• Task data:
⁂
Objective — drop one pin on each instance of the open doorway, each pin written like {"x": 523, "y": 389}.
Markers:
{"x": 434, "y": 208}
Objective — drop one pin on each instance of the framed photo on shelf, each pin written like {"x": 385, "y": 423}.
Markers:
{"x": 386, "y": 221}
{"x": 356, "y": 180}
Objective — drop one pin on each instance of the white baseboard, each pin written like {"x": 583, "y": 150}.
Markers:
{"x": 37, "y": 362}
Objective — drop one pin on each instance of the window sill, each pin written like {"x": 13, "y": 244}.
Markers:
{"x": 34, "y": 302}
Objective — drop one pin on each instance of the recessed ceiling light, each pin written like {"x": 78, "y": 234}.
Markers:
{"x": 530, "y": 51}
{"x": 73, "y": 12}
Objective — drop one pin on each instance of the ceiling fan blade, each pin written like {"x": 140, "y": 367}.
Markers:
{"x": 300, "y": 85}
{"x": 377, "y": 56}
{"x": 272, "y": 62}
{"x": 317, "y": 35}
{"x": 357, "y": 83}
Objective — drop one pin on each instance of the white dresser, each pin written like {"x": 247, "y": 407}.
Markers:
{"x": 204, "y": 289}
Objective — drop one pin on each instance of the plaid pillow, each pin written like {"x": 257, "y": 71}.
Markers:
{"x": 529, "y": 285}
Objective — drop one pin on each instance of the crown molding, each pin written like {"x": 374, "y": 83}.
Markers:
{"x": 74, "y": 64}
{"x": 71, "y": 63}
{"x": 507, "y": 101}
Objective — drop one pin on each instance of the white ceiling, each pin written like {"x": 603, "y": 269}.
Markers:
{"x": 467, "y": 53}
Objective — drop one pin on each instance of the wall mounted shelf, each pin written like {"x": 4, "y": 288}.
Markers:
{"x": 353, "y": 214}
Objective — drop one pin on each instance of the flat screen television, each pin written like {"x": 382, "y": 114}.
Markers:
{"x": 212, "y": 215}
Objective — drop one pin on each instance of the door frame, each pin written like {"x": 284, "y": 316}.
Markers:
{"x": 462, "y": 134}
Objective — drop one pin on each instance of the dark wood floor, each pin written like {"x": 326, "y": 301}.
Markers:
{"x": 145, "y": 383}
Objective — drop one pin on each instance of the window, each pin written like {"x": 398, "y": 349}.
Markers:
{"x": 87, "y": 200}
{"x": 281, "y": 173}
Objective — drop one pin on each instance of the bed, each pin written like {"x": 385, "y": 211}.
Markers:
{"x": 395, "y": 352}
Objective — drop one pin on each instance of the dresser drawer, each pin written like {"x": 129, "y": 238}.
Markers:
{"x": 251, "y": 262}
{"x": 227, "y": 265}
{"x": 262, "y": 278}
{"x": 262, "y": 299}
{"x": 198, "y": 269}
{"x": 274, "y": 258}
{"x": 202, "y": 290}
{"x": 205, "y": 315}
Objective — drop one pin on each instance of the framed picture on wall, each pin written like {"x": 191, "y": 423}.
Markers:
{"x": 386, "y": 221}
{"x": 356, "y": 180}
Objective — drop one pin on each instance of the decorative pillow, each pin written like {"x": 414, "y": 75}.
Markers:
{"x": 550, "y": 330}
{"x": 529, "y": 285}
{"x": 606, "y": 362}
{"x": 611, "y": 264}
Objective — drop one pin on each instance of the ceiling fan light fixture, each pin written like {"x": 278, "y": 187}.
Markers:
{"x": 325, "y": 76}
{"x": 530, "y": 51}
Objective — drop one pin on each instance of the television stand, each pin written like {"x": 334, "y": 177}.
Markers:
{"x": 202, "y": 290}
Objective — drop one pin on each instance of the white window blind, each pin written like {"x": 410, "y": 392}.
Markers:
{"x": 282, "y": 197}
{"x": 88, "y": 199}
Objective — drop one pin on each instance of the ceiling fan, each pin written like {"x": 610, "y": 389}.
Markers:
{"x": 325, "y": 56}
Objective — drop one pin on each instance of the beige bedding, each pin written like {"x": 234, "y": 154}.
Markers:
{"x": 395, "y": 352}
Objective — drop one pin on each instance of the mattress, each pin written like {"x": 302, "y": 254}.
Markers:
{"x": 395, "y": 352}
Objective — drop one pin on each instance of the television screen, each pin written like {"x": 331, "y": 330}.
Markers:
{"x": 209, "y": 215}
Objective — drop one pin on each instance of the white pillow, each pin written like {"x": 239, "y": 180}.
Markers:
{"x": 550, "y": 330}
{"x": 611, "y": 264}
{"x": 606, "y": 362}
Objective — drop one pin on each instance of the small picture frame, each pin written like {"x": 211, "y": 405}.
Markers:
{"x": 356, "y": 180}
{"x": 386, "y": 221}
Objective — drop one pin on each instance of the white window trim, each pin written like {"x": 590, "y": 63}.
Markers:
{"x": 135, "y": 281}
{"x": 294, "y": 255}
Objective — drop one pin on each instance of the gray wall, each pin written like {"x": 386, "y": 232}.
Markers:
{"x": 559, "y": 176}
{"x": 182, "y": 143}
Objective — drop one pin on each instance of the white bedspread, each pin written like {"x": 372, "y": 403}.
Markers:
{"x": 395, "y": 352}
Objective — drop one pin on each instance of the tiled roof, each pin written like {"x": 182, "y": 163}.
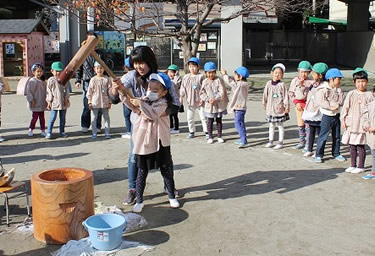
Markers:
{"x": 20, "y": 26}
⁂
• Task statement:
Your reply should hold only the lines running from the one with "Objective — drop one pin on each instance of the tiled" to the end of the data above, set down exactly, pictures omitted.

• Result of the exercise:
Objective — drop one pin on each instance of the tiled roof, each pin written like {"x": 182, "y": 163}.
Markers:
{"x": 20, "y": 26}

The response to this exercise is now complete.